» GIVEN EXERCISE 1
Answer these questions about the post on writing a linked list in C:
(a) In which language has the writer built this before?
(b) In what case should the code shown work?
(c) Which header file does the implementation file include?

» SELECTION

----------

Hello, I recently started learning C and I encountered some problems with writing a good doubly linked list. I have done this in Java before, but pointers and memory management causes me some pain.
So I'm trying to write a simple dictionary like thing using linked list. When I declare my dict_entry struct in one main.c file w/o header files and a separate file for functions' implementation everything works pretty, but when I'm trying to do virtually the same thing with a header file, function implementation file, etc. It breaks down and I don't understand why.
The code below should only work in case when the list is empty.
Header file:
Code:
#include <stdlib.h>
#include <stdio.h>
#include <string.h>
typedef struct
{
char *key;
char *value;
void *next_entry;
void *previous_entry;
}dict_entry;
// ADD ENTRY TO THE DICTIONARY
int add_entry( dict_entry*, char*, char* );
Imprementation file:
Code:
#include "dict_lib.h"

----------

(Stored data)
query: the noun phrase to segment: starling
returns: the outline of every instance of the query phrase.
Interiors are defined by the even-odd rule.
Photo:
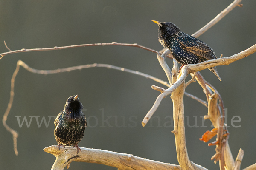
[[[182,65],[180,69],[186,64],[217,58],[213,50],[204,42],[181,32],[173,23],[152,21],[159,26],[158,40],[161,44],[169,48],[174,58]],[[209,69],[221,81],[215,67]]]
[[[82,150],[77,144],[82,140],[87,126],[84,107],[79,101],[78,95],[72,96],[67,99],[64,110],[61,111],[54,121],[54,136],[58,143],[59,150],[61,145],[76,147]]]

----------

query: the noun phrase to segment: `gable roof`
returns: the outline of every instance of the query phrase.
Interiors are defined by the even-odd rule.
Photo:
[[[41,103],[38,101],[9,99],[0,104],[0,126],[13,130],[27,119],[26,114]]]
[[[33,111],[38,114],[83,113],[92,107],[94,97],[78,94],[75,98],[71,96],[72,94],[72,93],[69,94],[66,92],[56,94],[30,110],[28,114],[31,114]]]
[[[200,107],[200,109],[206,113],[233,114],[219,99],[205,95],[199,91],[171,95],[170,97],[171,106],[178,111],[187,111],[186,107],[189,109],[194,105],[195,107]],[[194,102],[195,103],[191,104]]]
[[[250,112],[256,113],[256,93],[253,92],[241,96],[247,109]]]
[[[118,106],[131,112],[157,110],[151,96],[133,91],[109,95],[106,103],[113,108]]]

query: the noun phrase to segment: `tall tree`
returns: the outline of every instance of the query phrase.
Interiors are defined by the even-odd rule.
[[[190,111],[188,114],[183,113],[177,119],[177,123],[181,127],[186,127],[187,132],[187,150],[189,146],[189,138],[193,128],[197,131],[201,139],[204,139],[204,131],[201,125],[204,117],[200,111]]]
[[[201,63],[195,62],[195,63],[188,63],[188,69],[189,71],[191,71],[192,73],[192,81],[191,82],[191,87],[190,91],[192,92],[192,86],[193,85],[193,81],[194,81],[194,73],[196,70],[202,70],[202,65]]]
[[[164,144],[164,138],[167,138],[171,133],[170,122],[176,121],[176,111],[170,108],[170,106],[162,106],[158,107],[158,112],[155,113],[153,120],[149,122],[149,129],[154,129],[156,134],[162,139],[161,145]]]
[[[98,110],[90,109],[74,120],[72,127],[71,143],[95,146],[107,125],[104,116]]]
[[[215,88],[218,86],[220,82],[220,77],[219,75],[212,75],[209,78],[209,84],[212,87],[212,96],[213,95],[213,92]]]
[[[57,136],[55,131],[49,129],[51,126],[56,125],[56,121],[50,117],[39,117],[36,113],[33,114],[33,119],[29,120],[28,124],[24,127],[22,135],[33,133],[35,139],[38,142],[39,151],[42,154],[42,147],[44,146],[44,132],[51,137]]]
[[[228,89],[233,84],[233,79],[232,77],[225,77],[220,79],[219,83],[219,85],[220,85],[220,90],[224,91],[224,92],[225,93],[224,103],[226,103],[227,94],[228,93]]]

----------

» GIVEN EXERCISE 2
Count the lines of the records that contain the word "noun", and give only the number.

» TASK SOLUTION 1
(a) Java
(b) Only when the list is empty
(c) "dict_lib.h"

» TASK SOLUTION 2
3